# EXCERPTED DATA
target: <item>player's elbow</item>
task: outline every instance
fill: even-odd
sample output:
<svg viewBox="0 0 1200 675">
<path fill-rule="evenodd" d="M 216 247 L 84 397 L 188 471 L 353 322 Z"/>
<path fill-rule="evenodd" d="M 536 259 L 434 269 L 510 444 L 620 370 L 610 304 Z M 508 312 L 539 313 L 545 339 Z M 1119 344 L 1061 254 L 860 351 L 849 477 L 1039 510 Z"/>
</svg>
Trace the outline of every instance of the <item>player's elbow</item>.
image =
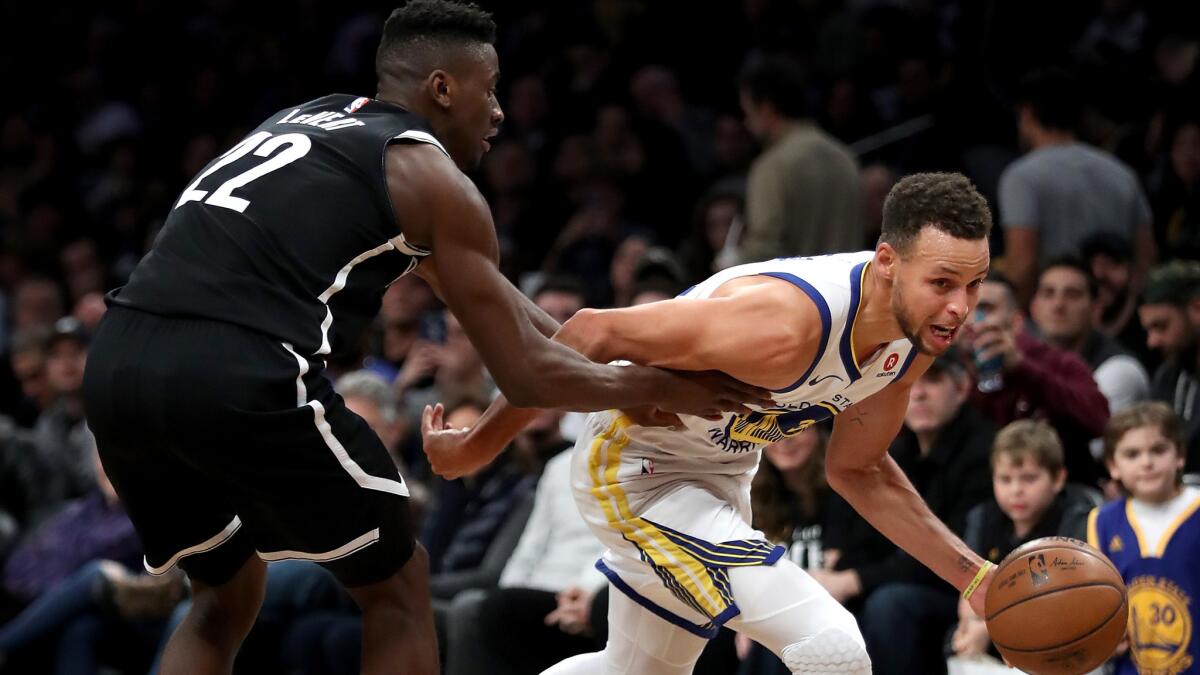
<svg viewBox="0 0 1200 675">
<path fill-rule="evenodd" d="M 870 477 L 879 471 L 876 463 L 863 464 L 853 460 L 830 460 L 833 453 L 827 454 L 825 462 L 825 481 L 829 487 L 840 495 L 862 489 L 870 484 Z"/>
<path fill-rule="evenodd" d="M 542 396 L 538 395 L 537 387 L 532 382 L 510 382 L 499 386 L 504 398 L 514 408 L 545 408 Z"/>
</svg>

# DIRECTIONS FOR THIS TASK
From the listing, tally every line with the word "item" in it and give only the tally.

# RESULT FOR THIS TASK
2